---- SUPPLIED RECORDS

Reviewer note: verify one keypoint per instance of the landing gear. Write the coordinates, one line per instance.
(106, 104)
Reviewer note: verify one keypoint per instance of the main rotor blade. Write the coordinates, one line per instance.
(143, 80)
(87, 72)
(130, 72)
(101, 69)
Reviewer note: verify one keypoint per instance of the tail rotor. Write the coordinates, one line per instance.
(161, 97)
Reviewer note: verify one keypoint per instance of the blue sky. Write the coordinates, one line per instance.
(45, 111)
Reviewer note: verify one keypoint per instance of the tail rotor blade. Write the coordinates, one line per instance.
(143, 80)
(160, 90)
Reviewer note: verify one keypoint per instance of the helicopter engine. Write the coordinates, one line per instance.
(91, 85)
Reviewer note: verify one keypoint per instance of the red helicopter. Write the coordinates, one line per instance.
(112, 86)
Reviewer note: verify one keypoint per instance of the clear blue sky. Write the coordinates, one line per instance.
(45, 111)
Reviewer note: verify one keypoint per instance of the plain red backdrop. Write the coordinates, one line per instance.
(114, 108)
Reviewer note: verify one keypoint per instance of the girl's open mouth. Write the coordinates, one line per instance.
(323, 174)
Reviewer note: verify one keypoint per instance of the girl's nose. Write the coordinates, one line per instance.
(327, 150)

--------

▶ GOAL
Rewrite every line of the records above, requests included, shifting each coordinate pair by adding 105 to both of its numbers.

▶ PROBLEM SOLUTION
Reviewer note: verify one keypoint per instance of the landing gear. Write the coordinates, one line per instance.
(211, 209)
Reviewer note: verify one keypoint per instance of the main rotor blade. Write the coordinates, one line per instance.
(248, 185)
(192, 177)
(235, 177)
(206, 174)
Reviewer note: verify one keypoint per instance of the tail rotor. Write the coordinates, one line per instance.
(266, 202)
Reviewer note: verify one keypoint per instance of the blue sky. Write the coordinates, one line per instance.
(150, 216)
Reviewer note: verify one keypoint per instance of the tail rotor blade. Write the coordinates, one line per instance.
(248, 185)
(265, 195)
Reviewer note: verify one keypoint per instance of the helicopter engine. Write the coordinates, one line per instance.
(196, 190)
Reviewer note: verify one keypoint per instance of the red helicopter. Write the coordinates, one line per instance.
(217, 191)
Reviewer note: verify one keypoint per instance of the clear blue sky. Write the coordinates, one line per instance.
(150, 216)
Reviewer note: verify one keypoint per instance of the plain red backdrop. Write the coordinates, one line per instance.
(219, 213)
Reviewer note: verify one keypoint per instance of the girl's open mouth. Write the coordinates, one line per instance.
(428, 279)
Reviewer note: verify one keypoint per instance of the girl's nose. Write the coordinates, one line per instance.
(432, 255)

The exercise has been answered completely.